* **Supplied passage**:
- Opening Delimiter -

The White House on Twitter this week attempted to call out hypocrisy by Republicans who do not support hundreds of billions of dollars of student loan handouts, but who had COVID loans forgiven for their associated businesses. 

President Biden's action to use taxpayer dollars to eliminate $10,000 from student loans ($20,000 for those who received Pell Grants) for those making under $125,000 a year has been heavily criticized by the GOP as well as many Democratic politicians. The action would likely cost $500 billion, but the total costs could be closer to $900 billion, according to a Penn Wharton Budget Model review of the plan. 

Amid already high inflation, Biden's action has been painted as irresponsible, but the White House launched an attack against critics that points out some Republican politicians are associated with companies that received Paycheck Protection Program loans, and had them forgiven, as part of the CARES Act meant to help small businesses weather shutdowns in 2020 and 2021 that were put in place to stop the spread of COVID-19.

- Closing Delimiter -

* **Material shown**:
- Opening Delimiter -

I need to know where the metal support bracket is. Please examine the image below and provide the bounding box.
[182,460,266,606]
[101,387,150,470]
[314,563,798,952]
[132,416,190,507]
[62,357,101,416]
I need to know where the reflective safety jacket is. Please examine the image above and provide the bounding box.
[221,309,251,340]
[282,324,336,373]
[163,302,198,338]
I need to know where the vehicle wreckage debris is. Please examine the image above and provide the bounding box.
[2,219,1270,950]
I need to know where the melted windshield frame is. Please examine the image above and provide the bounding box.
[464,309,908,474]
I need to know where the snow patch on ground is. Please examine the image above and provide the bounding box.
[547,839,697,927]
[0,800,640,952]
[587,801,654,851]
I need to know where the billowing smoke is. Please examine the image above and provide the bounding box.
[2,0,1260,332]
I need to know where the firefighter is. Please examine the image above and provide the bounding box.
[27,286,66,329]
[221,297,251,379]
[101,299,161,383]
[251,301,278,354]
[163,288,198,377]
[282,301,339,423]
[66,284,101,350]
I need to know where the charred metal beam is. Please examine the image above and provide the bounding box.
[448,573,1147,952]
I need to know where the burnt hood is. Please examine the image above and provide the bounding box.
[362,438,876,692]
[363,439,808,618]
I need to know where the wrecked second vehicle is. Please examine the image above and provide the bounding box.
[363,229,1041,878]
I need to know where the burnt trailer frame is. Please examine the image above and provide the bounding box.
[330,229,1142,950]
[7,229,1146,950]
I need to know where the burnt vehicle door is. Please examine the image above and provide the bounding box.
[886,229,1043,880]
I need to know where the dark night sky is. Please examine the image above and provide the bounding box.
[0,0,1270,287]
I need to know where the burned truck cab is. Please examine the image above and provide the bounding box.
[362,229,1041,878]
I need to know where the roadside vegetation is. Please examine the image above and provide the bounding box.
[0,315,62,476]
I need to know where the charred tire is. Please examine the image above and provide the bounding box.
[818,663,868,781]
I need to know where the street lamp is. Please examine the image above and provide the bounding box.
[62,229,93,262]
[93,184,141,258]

- Closing Delimiter -

* **Exercise instructions**:
**a.** From the student loan article, transcribe the passage between "President Biden's action" and "spread of COVID-19.", inclusive.
**b.** In the student loan article, what does the Penn Wharton Budget Model review say the total costs of the plan could be?
**c.** Continue the student loan article from where it stops.

* **Responses by item number**:
**a.**
President Biden's action to use taxpayer dollars to eliminate $10,000 from student loans ($20,000 for those who received Pell Grants) for those making under $125,000 a year has been heavily criticized by the GOP as well as many Democratic politicians. The action would likely cost $500 billion, but the total costs could be closer to $900 billion, according to a Penn Wharton Budget Model review of the plan. 

Amid already high inflation, Biden's action has been painted as irresponsible, but the White House launched an attack against critics that points out some Republican politicians are associated with companies that received Paycheck Protection Program loans, and had them forgiven, as part of the CARES Act meant to help small businesses weather shutdowns in 2020 and 2021 that were put in place to stop the spread of COVID-19.

**b.** Closer to $900 billion.

**c.**
However, the two programs – PPP and student loan handout – could not be more different, according to Republicans.

WHITE HOUSE SILENT ON WHETHER TAX INCREASES ARE NECESSARY TO PAY FOR $300,000,000,000 STUDENT LOAN HANDOUT

"PPP loans are designed to be forgiven. Student loans are not. Big difference!" said Rep. Mike Kelly, R-Pa., in a tweet responding to the White House Twitter accounts' attack.

PPP loans were also approved by Congress, another distinction that the White House has not mentioned. Even student loan handouts, which has long been on left-wing progressives' wish list, were previously thought to be possible only through legislative action.

"Only someone like Joe Biden who has been living off taxpayer dollars for fifty years can confuse the difference between PPP loans and Student Loan handouts. In the height of an unprecedented pandemic where businesses across the country were forced to close, PPP loans were distributed to keep people employed since they had no choice but to shutter completely," said Rep. Greg Pence, R-Ind., in a statement to Fox News Digital.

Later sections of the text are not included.